What to produce:
In the post on mood swings below, rewrite the passage from "I’m not depressed, but" to "a better option.", putting "cage" in place of "prison".

Document extract:
○ ○ ○ ○

Giving names and title to something is hard so whatever. I’m going to write what flows from my stream of consciousness.

Its like a typical addict’s promise of the last hit, its usually not going to happen. Yesterday I didn’t write anything here. I did wrote something in my physical journal which I got to do everyday.

Since its almost impossible to entirely avoid checking social media updates, at least I didn’t stare at it for hours. The problem with social media is the gaming side of it which force you to see the current scores — represented by number of shares, retweets, replies, comments and likes. Especially Twitter Analytics which really draws my inner geekiness for statistics.

Talking about social media, there’s a social media which pays you using cryptocurrency. It can be exchanged to your local currency, but I’m not in the mood to talk about it now.

Talking about mood, the mood swings I had sometimes seems manageable because my constant journal-ing showed me a pattern. I’m a morning person, but after few hours of waking stress level seems to go up and my brain go haywire. That haywire part can put me into some sort of memory loop, false perception, alienation from reality, which is paralysing.

I’m cool I guess because with medication and understanding, those condition currently only last for few minutes to an hour. I can just put my head under the pillow and wait for the pain to go away.

While writing this I realised it doesn’t entirely go away, the residue is still there. The difference is that I can at least share some tips to overcome schizophrenia. This is not a silver bullet for everyone, but recognising the trigger and time does help a lot.

I’m not depressed, but there is pain, sadness and anger there while the thing happened to me. Its an agonising delusion which paralyse. That is the easiest way to describe it.

Invisible prison
Walled by fear
Tortured by tears
Suffer without reason
Punishment worse than treason
Non-existence seems a better option.

Just work on stuff everyday for what matters most. Never stop or quit. Let it snowball and turn to some large glacier or whatever.

○ ○ ○ ○

Source information:
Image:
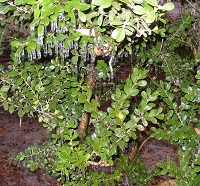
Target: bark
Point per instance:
(85, 118)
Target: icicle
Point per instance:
(66, 53)
(126, 54)
(93, 57)
(84, 57)
(54, 25)
(62, 57)
(39, 55)
(45, 30)
(71, 45)
(45, 50)
(22, 52)
(33, 54)
(61, 46)
(64, 29)
(58, 30)
(32, 28)
(111, 67)
(88, 57)
(61, 17)
(40, 39)
(18, 58)
(56, 48)
(76, 45)
(50, 45)
(50, 51)
(30, 57)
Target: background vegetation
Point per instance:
(65, 57)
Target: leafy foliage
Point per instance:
(72, 47)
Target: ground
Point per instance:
(15, 138)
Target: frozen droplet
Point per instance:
(62, 57)
(64, 29)
(58, 30)
(66, 52)
(61, 46)
(111, 67)
(34, 54)
(50, 51)
(32, 28)
(88, 57)
(22, 52)
(45, 50)
(30, 57)
(93, 58)
(126, 54)
(56, 48)
(71, 46)
(84, 57)
(54, 25)
(61, 17)
(18, 57)
(39, 55)
(76, 45)
(40, 39)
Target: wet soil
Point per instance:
(14, 138)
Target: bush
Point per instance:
(56, 73)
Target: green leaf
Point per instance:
(36, 11)
(102, 3)
(142, 83)
(5, 89)
(15, 44)
(20, 113)
(139, 10)
(116, 22)
(82, 16)
(100, 20)
(168, 6)
(197, 169)
(140, 127)
(118, 34)
(31, 2)
(150, 17)
(152, 2)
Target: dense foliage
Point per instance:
(65, 64)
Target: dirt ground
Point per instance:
(14, 138)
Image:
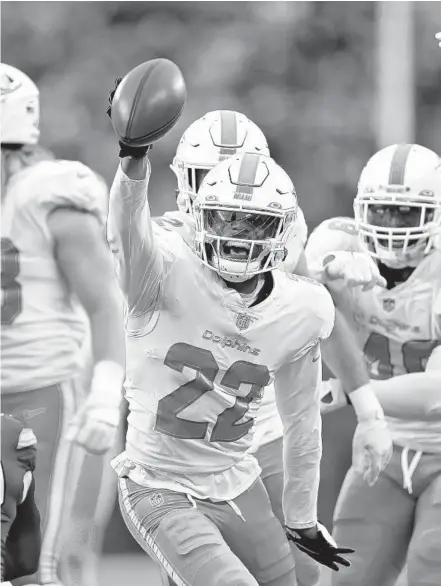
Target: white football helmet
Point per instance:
(398, 204)
(208, 141)
(20, 107)
(245, 210)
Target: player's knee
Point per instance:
(203, 557)
(424, 559)
(274, 561)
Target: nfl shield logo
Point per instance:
(388, 304)
(243, 321)
(156, 499)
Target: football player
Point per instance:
(201, 329)
(211, 139)
(56, 272)
(398, 222)
(21, 537)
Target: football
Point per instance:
(148, 102)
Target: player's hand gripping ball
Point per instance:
(146, 104)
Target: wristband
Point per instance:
(366, 404)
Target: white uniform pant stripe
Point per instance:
(145, 540)
(63, 476)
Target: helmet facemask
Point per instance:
(398, 230)
(239, 243)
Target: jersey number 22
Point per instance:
(227, 427)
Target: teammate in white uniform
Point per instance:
(201, 329)
(209, 140)
(398, 221)
(56, 267)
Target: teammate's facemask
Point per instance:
(240, 240)
(398, 213)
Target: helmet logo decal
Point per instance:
(8, 84)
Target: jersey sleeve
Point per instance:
(297, 387)
(296, 243)
(145, 256)
(72, 184)
(178, 222)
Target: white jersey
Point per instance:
(397, 328)
(268, 423)
(43, 326)
(199, 361)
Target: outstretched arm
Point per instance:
(298, 402)
(133, 242)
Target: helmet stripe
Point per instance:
(228, 128)
(248, 169)
(398, 164)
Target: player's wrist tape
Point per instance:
(107, 382)
(366, 404)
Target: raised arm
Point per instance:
(131, 237)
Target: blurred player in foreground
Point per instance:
(398, 221)
(21, 536)
(211, 139)
(201, 331)
(55, 265)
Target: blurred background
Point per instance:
(327, 82)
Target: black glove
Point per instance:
(321, 548)
(125, 151)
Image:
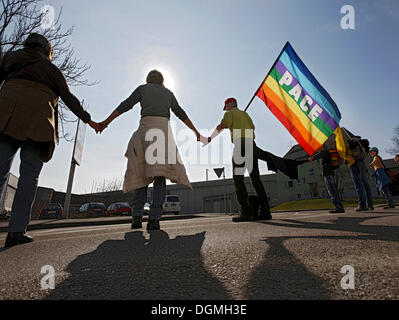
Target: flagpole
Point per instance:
(271, 69)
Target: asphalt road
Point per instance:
(295, 256)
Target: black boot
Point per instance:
(264, 215)
(17, 238)
(153, 225)
(245, 216)
(137, 223)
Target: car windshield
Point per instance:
(52, 207)
(123, 205)
(97, 205)
(172, 199)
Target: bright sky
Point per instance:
(211, 50)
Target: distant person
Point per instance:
(31, 87)
(358, 170)
(146, 167)
(246, 156)
(396, 174)
(381, 177)
(330, 162)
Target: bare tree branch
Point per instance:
(18, 19)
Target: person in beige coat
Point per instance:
(31, 87)
(152, 153)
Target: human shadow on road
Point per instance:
(347, 224)
(282, 276)
(139, 269)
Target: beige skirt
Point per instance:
(151, 153)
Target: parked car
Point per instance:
(51, 211)
(94, 209)
(119, 209)
(172, 205)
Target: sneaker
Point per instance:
(245, 216)
(242, 218)
(153, 225)
(337, 211)
(137, 223)
(264, 216)
(17, 238)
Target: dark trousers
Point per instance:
(246, 158)
(360, 180)
(158, 199)
(31, 166)
(333, 191)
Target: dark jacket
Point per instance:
(325, 158)
(29, 99)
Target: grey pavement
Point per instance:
(295, 256)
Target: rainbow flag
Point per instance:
(298, 100)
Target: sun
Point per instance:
(168, 75)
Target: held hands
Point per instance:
(96, 126)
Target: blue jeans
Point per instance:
(31, 166)
(158, 199)
(333, 191)
(359, 176)
(386, 192)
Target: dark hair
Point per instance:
(40, 43)
(155, 77)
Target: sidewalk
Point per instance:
(70, 223)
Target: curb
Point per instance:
(57, 224)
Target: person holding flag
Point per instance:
(245, 157)
(330, 162)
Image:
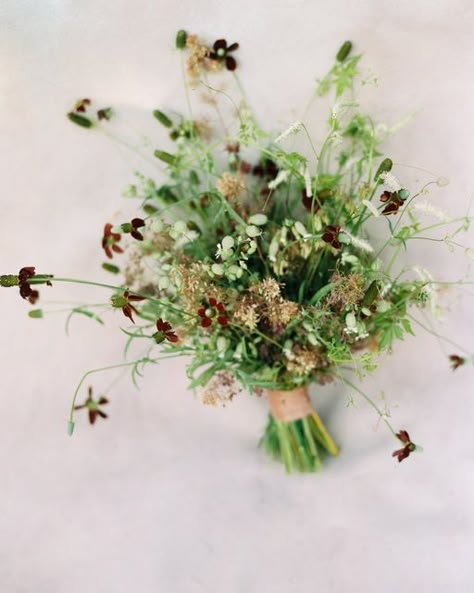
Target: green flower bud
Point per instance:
(110, 268)
(162, 118)
(181, 38)
(9, 280)
(80, 120)
(384, 167)
(344, 51)
(166, 157)
(35, 313)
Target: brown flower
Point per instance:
(123, 301)
(165, 332)
(93, 406)
(408, 447)
(220, 52)
(110, 240)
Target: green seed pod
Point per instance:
(35, 313)
(384, 167)
(181, 38)
(110, 268)
(80, 120)
(371, 294)
(162, 118)
(8, 280)
(166, 157)
(344, 51)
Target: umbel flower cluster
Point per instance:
(256, 259)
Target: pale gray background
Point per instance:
(168, 495)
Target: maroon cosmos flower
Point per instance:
(330, 235)
(93, 406)
(82, 105)
(393, 202)
(26, 291)
(408, 447)
(110, 240)
(124, 302)
(214, 310)
(164, 332)
(456, 361)
(220, 52)
(132, 228)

○ ○ ○ ○

Result of this exercise:
I’m not depressed, but there is pain, sadness and anger there while the thing happened to me. Its an agonising delusion which paralyse. That is the easiest way to describe it.

Invisible cage
Walled by fear
Tortured by tears
Suffer without reason
Punishment worse than treason
Non-existence seems a better option.